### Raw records
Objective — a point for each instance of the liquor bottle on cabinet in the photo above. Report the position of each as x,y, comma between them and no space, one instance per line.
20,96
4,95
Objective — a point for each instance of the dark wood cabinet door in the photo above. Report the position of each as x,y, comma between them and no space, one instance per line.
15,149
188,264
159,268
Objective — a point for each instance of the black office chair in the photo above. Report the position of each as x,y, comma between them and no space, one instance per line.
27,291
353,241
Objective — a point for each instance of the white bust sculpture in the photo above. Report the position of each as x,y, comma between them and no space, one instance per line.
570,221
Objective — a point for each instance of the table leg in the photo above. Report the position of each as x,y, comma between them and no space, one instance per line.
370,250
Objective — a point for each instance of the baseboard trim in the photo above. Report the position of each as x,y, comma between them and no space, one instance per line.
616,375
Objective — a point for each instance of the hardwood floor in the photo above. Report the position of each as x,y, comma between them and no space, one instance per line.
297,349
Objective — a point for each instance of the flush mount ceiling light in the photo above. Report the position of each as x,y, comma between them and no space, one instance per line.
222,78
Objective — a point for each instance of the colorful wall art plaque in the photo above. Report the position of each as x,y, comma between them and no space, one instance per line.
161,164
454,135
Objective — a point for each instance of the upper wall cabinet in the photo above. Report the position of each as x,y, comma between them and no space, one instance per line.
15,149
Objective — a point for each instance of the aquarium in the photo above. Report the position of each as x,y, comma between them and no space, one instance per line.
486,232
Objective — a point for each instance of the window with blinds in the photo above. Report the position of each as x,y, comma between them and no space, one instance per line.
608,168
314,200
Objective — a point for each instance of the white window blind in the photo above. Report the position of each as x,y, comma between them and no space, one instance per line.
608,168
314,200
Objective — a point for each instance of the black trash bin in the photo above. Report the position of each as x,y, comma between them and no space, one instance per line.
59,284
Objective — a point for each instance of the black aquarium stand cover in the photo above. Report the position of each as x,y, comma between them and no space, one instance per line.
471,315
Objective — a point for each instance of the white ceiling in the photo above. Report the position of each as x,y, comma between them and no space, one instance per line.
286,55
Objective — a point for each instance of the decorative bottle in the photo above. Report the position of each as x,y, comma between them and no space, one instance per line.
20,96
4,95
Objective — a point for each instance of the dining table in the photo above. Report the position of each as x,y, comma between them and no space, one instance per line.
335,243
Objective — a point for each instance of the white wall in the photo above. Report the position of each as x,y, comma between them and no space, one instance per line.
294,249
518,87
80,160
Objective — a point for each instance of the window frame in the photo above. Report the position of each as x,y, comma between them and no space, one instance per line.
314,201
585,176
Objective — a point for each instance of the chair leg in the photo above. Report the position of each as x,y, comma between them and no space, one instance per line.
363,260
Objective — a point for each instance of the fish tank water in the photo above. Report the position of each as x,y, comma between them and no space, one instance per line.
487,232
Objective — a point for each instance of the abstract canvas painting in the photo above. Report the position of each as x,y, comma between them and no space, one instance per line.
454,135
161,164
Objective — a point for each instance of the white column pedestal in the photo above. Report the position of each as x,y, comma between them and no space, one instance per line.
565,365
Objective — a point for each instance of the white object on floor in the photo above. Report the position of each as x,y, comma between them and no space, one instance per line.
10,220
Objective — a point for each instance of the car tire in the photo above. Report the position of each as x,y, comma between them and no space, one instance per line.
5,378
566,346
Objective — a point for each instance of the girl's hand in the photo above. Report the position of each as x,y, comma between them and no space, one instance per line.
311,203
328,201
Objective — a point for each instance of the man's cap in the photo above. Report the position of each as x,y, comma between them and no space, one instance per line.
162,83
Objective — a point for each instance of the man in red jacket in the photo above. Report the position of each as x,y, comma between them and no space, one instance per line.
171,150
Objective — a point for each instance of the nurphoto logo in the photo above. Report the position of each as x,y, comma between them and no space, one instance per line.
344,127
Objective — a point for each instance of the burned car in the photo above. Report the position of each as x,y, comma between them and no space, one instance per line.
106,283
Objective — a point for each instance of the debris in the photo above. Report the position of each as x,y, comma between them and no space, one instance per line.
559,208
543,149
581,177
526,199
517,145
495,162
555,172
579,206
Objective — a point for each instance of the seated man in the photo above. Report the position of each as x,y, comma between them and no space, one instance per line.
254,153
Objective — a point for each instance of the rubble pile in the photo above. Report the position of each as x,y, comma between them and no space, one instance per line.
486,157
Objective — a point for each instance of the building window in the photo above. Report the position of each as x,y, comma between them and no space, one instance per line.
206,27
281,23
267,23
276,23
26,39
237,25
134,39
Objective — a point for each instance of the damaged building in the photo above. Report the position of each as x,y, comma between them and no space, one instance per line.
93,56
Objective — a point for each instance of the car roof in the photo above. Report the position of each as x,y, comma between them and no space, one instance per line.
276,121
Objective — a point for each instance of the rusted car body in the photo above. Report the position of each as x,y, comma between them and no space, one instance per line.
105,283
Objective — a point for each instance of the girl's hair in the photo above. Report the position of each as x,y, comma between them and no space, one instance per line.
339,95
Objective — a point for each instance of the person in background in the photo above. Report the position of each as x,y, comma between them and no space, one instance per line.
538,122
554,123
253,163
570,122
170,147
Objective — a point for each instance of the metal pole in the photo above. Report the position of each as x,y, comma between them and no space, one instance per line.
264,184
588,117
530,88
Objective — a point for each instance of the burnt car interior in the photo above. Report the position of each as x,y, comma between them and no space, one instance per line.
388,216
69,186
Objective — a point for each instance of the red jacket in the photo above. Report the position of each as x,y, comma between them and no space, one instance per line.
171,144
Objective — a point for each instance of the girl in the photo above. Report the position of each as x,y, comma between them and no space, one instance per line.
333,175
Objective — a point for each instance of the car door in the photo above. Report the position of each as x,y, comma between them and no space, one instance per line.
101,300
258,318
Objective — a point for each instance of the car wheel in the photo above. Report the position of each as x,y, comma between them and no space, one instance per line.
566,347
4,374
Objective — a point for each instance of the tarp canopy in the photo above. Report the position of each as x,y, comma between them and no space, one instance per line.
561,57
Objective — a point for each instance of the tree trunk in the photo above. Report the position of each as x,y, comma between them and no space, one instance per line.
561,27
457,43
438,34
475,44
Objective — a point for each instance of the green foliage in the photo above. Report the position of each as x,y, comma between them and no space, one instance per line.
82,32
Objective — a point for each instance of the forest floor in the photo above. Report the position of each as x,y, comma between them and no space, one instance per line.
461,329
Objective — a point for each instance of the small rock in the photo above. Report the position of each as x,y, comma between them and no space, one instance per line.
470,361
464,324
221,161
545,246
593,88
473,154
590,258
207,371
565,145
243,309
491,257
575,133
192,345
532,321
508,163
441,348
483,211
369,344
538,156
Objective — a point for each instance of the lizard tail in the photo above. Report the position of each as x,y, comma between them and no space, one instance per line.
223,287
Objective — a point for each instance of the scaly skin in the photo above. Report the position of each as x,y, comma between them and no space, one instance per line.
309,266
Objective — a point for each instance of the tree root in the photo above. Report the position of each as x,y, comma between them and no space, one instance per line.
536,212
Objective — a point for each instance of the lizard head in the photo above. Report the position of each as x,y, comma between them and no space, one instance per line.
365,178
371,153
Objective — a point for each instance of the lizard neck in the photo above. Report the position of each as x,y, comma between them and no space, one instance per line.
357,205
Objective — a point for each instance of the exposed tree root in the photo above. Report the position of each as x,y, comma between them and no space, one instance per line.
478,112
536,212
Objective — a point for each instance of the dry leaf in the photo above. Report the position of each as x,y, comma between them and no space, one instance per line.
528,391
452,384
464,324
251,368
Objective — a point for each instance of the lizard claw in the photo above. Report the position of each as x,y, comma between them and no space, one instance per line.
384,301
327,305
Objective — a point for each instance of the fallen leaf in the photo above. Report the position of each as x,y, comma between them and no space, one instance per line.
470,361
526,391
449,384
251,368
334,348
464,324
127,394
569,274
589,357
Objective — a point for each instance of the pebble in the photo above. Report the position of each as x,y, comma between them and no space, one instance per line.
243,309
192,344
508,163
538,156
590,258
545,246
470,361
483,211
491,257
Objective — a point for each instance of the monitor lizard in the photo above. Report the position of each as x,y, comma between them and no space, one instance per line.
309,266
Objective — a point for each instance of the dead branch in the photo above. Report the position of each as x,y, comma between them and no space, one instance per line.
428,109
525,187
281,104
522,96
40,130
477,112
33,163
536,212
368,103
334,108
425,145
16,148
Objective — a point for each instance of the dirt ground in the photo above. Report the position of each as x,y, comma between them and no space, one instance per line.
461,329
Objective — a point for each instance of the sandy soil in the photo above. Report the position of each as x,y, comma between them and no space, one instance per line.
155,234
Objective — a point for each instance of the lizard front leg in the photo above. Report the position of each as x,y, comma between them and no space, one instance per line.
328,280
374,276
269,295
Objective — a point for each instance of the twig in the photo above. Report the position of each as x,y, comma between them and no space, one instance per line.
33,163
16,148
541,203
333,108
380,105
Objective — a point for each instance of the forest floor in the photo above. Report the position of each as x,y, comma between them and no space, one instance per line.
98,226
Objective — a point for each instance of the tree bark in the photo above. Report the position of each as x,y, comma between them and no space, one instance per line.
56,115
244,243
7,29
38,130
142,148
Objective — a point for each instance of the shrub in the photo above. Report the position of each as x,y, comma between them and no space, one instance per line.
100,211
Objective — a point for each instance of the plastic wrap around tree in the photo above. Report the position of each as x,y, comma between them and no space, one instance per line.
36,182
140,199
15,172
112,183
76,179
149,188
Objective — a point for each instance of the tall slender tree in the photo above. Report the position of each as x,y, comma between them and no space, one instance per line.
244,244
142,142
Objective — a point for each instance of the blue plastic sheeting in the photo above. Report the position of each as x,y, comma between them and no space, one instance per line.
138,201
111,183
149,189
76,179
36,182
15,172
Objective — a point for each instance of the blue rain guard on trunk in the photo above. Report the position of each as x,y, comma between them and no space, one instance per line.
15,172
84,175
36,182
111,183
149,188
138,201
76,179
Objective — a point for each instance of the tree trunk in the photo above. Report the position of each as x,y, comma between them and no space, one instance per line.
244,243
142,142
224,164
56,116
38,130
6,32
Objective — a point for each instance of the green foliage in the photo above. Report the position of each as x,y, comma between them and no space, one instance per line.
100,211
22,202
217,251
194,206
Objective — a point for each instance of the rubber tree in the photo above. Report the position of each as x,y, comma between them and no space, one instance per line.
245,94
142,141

### Work instructions
Output exactly the lines between the one containing "Objective — a point for each instance of the rubber" and the final line above, both inclusive.

### Task output
Objective — a point for each instance of the rubber tree in the photo above. Report the position of each as x,y, comma between them and no space, one instance per line.
245,94
142,141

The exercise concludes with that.